Goal of the exercise: Using the listing below, report all lines holding the word "undergrowth".

Exercise materials:

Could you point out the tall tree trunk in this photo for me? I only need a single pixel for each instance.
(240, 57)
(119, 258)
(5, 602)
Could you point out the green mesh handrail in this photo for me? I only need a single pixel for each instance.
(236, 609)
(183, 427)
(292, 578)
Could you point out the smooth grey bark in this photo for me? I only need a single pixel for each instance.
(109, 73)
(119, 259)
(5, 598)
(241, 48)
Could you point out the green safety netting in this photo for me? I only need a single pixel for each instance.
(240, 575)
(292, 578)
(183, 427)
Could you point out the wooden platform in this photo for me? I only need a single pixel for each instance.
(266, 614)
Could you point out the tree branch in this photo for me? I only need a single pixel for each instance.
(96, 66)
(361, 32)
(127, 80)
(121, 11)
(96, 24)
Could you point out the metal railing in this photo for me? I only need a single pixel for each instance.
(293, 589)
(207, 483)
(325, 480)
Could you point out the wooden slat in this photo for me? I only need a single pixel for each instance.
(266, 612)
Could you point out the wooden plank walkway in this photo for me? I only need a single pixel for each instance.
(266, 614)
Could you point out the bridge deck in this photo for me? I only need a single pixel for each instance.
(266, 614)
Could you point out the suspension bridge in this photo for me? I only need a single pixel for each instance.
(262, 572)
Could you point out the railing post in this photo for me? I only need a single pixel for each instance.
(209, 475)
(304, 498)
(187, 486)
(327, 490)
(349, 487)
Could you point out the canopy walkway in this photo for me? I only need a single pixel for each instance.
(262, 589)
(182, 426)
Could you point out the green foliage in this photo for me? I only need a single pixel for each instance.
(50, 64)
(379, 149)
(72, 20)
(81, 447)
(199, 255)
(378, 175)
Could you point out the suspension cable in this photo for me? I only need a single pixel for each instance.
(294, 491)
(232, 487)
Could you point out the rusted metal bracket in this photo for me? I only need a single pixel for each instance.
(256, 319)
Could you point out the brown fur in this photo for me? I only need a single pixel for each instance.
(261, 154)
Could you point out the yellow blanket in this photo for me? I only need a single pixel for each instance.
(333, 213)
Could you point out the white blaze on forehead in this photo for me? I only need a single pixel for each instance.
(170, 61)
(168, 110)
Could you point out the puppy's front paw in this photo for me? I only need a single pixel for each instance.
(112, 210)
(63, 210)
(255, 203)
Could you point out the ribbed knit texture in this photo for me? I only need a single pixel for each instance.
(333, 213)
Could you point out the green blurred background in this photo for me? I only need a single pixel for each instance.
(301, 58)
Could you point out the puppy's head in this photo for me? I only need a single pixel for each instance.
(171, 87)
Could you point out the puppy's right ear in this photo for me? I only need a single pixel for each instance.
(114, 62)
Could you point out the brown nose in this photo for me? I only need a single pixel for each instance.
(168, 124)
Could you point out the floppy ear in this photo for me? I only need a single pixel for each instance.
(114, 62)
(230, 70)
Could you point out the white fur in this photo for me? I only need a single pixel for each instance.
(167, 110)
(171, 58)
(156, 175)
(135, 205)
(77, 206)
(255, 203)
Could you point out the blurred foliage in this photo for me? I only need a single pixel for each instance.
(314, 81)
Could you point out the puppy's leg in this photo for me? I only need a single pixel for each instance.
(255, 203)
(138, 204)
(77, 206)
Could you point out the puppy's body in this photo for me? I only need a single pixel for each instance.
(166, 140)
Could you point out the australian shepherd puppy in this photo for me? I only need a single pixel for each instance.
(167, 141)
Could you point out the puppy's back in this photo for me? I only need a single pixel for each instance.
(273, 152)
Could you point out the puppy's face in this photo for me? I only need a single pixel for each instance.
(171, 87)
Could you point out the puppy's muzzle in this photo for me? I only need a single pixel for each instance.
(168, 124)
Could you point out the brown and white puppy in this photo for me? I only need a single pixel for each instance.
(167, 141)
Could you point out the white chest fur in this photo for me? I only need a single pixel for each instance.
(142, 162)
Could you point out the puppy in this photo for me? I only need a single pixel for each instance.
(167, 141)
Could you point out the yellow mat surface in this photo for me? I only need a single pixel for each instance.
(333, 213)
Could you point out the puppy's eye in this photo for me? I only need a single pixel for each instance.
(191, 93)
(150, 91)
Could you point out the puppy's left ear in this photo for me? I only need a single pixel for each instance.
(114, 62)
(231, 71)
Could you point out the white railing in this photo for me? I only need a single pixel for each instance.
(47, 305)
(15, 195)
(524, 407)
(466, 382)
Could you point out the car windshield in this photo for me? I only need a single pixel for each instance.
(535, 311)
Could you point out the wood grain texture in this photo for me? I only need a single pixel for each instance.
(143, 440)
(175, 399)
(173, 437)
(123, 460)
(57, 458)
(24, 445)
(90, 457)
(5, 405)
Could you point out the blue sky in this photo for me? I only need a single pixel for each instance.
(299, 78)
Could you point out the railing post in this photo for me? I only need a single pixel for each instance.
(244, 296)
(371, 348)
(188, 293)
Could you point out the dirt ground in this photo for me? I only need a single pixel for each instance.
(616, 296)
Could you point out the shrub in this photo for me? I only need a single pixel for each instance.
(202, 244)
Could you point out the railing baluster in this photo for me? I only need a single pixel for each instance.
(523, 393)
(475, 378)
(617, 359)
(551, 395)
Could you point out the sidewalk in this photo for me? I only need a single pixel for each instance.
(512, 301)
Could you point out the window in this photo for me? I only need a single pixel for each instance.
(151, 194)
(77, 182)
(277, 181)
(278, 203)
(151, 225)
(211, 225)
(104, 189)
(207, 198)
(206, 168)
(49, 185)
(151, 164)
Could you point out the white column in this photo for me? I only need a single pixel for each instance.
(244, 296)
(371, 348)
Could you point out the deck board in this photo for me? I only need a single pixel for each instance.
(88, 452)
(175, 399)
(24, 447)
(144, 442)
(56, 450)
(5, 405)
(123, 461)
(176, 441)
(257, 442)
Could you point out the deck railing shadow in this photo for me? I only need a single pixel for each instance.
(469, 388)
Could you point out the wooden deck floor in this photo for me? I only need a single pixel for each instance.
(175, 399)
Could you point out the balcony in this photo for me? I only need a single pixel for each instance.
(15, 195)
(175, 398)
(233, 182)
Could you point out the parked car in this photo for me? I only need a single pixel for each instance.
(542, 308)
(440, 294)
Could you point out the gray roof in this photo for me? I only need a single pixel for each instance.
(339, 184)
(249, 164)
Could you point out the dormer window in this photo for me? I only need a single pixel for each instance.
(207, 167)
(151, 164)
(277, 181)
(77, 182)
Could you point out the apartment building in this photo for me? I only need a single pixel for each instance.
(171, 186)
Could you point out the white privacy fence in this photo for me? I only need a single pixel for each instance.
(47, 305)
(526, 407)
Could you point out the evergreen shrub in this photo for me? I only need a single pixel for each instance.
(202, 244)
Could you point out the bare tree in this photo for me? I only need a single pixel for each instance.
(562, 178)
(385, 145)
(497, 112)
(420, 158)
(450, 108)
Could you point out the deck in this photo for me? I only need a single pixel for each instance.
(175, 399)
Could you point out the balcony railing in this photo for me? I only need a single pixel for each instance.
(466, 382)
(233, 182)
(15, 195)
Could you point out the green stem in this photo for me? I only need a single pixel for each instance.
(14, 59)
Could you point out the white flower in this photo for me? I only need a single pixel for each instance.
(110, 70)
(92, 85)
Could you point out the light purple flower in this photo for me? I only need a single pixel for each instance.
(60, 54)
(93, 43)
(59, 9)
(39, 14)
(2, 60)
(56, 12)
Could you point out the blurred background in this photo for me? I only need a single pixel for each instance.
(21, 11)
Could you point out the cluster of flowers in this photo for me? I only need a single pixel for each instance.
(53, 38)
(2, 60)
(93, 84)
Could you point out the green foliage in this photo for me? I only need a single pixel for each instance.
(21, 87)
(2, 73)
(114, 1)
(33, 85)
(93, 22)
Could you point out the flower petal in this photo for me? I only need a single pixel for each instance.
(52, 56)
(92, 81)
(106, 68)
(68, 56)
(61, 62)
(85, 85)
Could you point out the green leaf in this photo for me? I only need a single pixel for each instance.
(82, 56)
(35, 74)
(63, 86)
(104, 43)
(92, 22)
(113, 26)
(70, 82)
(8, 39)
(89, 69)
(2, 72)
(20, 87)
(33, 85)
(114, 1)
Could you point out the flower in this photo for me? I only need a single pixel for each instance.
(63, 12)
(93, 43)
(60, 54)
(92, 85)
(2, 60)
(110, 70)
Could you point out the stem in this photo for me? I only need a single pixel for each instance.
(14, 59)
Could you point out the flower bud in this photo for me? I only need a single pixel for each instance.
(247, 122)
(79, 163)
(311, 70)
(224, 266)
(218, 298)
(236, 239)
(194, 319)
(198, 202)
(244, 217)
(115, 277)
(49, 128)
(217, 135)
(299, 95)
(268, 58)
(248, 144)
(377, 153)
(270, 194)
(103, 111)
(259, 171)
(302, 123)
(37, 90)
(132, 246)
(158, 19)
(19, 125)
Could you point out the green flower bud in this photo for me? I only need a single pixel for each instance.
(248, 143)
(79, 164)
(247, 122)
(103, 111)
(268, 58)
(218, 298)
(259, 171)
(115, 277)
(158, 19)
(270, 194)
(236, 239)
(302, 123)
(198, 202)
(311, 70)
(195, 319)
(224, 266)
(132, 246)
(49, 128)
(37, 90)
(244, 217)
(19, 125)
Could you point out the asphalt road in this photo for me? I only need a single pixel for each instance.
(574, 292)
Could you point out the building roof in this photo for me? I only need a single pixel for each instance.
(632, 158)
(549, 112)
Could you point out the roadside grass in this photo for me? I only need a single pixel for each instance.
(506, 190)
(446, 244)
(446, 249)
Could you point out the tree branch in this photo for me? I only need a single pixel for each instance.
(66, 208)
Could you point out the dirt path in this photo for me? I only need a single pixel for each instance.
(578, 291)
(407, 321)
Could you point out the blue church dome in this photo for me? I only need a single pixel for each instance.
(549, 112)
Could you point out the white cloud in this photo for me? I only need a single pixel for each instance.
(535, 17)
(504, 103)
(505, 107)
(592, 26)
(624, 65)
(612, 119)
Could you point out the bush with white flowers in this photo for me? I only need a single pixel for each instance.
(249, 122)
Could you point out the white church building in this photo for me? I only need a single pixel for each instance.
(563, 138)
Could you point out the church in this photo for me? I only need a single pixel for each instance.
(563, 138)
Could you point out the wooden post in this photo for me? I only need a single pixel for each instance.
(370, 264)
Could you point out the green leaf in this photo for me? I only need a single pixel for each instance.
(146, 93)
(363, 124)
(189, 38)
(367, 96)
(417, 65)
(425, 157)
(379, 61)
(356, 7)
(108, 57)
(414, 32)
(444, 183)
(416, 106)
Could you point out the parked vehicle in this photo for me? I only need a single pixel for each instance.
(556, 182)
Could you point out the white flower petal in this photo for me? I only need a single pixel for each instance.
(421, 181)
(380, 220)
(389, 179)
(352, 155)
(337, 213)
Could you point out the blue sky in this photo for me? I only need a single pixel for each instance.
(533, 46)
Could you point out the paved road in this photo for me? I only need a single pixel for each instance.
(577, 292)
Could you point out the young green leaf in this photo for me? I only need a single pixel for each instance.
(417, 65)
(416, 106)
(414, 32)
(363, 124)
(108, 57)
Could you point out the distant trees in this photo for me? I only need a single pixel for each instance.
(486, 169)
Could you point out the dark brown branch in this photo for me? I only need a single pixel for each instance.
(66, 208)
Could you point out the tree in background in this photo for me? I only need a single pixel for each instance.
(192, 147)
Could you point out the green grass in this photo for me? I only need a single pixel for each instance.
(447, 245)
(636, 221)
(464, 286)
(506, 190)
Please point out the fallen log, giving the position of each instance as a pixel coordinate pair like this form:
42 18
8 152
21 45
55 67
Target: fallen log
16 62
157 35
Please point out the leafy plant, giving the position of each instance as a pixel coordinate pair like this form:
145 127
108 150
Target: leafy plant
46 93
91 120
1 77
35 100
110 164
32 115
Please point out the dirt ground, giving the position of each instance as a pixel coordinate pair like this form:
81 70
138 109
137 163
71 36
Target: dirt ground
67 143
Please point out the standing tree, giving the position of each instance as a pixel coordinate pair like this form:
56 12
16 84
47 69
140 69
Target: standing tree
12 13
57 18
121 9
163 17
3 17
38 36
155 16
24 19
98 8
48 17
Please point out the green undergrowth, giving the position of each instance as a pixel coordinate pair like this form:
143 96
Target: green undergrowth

Final answer:
Please point out the green undergrowth, giving the position of each instance as a pixel coordinate pair like this form:
Target: green undergrowth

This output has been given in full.